Dokumenttext →
◇ ◇ ◇ ◇

In Deutschland wird der nationalistische Wettlauf seit den großen Massenwanderungen von Kriegsflüchtlingen und Verelendeten nach Europa, von Seiten der »Etablierten«, vor allem von der CSU unter Horst Seehofer vorangetrieben und auf der anderen Seite von der AfD, die sich zugleich auf eine massive Basisbewegung vom Typ Pegida stützen kann.

Georg Fülberth ordnete die AfD im Neuen Deutschland vom 17. April für die westlichen Länder der Bundesrepublik historisch ein: »Die AfD ist im Westen Fleisch vom Fleisch der bisherigen Volksparteien CDU, CSU und SPD, deren rechte Sektoren sie gegenwärtig einsammelt. Häufig sind das waschechte Sozial- und Christdemokrat(inn)en, die derzeit mit ihren Stammparteien unzufrieden sind und ihnen zeitweilig den Rücken kehren.«

Für den Zeitraum der vergangenen 70 Jahre ist das trefflich gesagt. Den östlichen Ländern wurde erst vor 25 Jahren das bundesrepublikanische parlamentarische System übergestülpt, die sozialen Verhältnisse der DDR brachen gleichsam über Nacht weg. Dort gab es solche sozialen und politischen Schichten, von denen Fülberth für den westlichen Teil Deutschlands spricht, nicht. Was es aber massenhaft gab und gibt, das sind sozial degradierte oder verarmte Selbständige und kleine bis mittlere Unternehmern, aber auch Arbeiter und Angestellte, die um ihre ökonomische Existenz bangen. Hier liegt hauptsächlich die soziale Basis für die entstandene explosive nationalistische Stimmung.

Wolfgang Gehrcke, Siegfried Ransch

Hintergrund

Geordnet oder ungeordnet: »Raus aus dem Euro«

Dem Kapitel 2 des Programmentwurfs »Euro und Europa« ist anzumerken, dass der Kovorsitzende der AfD, Jörg Meuthen, Professor für Volkswirtschaftslehre und Finanzwissenschaft ist. Die Grundpositionen der AfD zu Euro und EU können wie folgt zusammengefasst werden: Die EU sei zurückzuführen auf eine Wirtschafts- und Interessengemeinschaft souveräner Staaten. Die EU sei undemokratisch, sie müsse grundlegend reformiert werden. Die Verträge von Maastricht (1991) und besonders von Lissabon (2008) seien der Versuch, die EU unumkehrbar zu einem Staat zu entwickeln. Nur die nationalen Demokratien böten die nötige Identifikation und Schutzräume für die Bürger. Die EWG (1957 bis 1992) habe Frieden und Prosperität gebracht. Die AfD lehne strikt einen europäischen Bundesstaat ab, ebenso eine gemeinsame Außen- und Si¬cherheitspolitik der EU(GASP) sowie den Beitritt der Türkei zur EU. (S. 11)

◇ ◇ ◇ ◇

Bereitgestellte Daten →
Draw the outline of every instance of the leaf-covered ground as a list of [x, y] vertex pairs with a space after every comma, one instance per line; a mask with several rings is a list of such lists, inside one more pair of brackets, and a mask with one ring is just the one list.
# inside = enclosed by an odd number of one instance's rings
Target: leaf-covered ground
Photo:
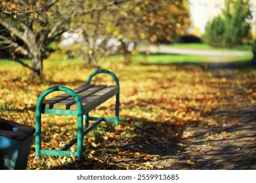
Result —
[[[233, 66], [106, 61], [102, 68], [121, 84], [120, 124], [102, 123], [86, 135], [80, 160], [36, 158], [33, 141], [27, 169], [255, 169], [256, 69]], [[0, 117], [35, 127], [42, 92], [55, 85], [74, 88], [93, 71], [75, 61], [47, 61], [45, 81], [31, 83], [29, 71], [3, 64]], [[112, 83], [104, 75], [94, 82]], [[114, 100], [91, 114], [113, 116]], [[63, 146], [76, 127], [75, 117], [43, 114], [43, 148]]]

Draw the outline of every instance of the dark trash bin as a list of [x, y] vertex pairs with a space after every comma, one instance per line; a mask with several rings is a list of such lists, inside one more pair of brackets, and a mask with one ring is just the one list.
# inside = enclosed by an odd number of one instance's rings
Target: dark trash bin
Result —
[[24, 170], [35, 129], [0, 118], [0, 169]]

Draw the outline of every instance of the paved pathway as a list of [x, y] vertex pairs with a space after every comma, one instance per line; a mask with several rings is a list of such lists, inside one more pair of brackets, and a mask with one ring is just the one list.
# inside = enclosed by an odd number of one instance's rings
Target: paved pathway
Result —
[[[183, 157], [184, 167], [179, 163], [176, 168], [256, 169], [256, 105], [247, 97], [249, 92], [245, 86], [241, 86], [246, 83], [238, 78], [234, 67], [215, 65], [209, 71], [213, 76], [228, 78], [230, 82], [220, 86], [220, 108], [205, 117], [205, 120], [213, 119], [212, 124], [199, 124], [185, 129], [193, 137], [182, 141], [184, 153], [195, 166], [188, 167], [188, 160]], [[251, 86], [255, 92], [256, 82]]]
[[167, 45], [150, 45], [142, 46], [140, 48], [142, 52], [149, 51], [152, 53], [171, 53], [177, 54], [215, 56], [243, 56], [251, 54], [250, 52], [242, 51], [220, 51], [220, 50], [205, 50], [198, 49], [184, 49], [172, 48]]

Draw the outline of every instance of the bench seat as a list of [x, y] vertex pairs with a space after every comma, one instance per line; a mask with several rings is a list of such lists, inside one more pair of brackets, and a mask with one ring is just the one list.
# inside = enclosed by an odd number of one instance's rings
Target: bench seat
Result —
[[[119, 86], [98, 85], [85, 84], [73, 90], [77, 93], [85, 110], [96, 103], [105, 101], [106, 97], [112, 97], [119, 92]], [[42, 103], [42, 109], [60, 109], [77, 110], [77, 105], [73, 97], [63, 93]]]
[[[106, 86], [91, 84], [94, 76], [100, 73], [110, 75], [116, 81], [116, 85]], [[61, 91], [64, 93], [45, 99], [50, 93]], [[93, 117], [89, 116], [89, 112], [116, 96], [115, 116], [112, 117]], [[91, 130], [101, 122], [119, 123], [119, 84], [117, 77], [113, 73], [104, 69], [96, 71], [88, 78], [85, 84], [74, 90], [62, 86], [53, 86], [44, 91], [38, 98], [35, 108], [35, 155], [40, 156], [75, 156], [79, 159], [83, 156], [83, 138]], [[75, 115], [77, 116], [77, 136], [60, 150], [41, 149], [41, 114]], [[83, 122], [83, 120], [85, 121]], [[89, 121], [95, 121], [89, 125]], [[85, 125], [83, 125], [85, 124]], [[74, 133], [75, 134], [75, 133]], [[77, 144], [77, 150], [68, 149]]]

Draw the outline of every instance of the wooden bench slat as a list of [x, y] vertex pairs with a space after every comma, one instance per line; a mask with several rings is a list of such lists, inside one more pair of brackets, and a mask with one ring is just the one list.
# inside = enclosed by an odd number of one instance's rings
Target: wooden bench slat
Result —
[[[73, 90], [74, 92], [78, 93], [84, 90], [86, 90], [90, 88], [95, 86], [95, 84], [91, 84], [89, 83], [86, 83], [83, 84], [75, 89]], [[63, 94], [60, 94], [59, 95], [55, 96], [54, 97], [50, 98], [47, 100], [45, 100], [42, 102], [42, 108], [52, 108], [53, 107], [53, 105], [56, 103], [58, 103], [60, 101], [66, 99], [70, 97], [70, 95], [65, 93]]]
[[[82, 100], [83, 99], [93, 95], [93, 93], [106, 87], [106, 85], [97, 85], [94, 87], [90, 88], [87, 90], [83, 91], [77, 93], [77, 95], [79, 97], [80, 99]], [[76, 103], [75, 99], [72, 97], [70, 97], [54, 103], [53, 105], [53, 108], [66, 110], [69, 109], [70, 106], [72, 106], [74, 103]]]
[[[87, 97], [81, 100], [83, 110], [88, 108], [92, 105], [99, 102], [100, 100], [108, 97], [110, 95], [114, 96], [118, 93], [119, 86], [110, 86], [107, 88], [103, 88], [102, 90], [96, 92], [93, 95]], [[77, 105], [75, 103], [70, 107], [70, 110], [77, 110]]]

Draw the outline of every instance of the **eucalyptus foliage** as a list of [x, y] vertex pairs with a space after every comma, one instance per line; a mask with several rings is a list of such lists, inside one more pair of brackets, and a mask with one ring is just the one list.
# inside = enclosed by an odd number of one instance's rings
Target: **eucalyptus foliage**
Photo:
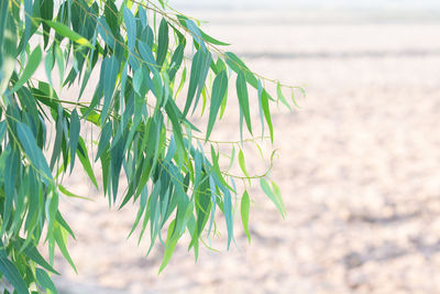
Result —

◇ ◇ ◇ ◇

Arbeitsauftrag A →
Fasse den Absatz des Textes über die AfD, der mit »Dem Kapitel 2 des Programmentwurfs« beginnt, als Stichpunktliste zusammen und behalte dabei seine wichtigsten Aussagen bei.
Arbeitsauftrag B →
Führe den Text über die AfD im Anschluss an seinen letzten Satz weiter.

Lösung A →
- Kapitel 2 »Euro und Europa« des Programmentwurfs trägt die Handschrift des AfD-Kovorsitzenden Jörg Meuthen, Professor für Volkswirtschaftslehre und Finanzwissenschaft.
- Grundpositionen der AfD zu Euro und EU:
  - Die EU soll auf eine Wirtschafts- und Interessengemeinschaft souveräner Staaten zurückgeführt werden.
  - Die EU ist undemokratisch und muss grundlegend reformiert werden.
  - Die Verträge von Maastricht (1991) und Lissabon (2008) sollen die EU unumkehrbar zu einem Staat machen.
  - Nur nationale Demokratien bieten den Bürgern Identifikation und Schutzräume.
  - Die EWG (1957 bis 1992) brachte Frieden und Prosperität.
  - Strikte Ablehnung eines europäischen Bundesstaats, einer gemeinsamen Außen- und Sicherheitspolitik (GASP) und des EU-Beitritts der Türkei.

Lösung B →
Die AfD fordert: »Experiment Euro geordnet beenden«. Sollten Partnerstaaten nicht mitmachen, solle Deutschland aus dem Euro-Verbund austreten. Die AfD fordert eine Volksabstimmung zum Euro. (S. 12)

Der Euro habe den Staaten das Wechselkurs- und Zinskorrektiv genommen. Seit 2010 gebe es deshalb eine »Dauerrettung« der Währung. Sie verletze in der Praxis der Staatsanleihenmärkte permanent das Verbot der Staatsfinanzierung durch die EZB und das Verbot der Haftung für Schulden anderer Mitgliedsstaaten (Artikel 123 und 125 AEUV, S. 13) Der Euro gefährde das friedliche Zusammenleben der Völker. Die AfD fordert: Keine deutsche Haftung für ausländische Banken. (S. 14) Die Bankenaufsicht soll vollständig in nationale Hände übergehen. (S. 15) Mit Blick auf AfD-Potential im »Mittelstand« heißt es: »Es ist untragbar, dass Griechenland-Anleihen mit einem geringeren Risiko bewertet werden als Kredite für den deutschen Mittelstand.« (ebd.)

Diese AfD-Position reagiert zweifellos auf krisenhafte Zustände in den EU-Finanzen. Die AfD ist auch auf diesem Gebiet eine Krisen-Reaktionspartei, dies im doppelten Sinn, sie reagiert auf krisenhafte Zustände, aber mit reaktionären Zielen.

Ihre Vorschläge öffnen nicht Wege zur demokratischen Lösung, die sich an den Interessen der großen Mehrheit von Lohn- und Gehaltsabhängigen aller EU-Länder orientieren, sondern laufen darauf hinaus, längst vergangene Zustände zurückzuholen, aus denen ja die jetzigen Verhältnisse hervorgegangen sind. Die kritische Haltung der Partei Die Linke zur AfD ist deshalb eine grundsätzlich andere, als die des großbürgerlichen Lagers.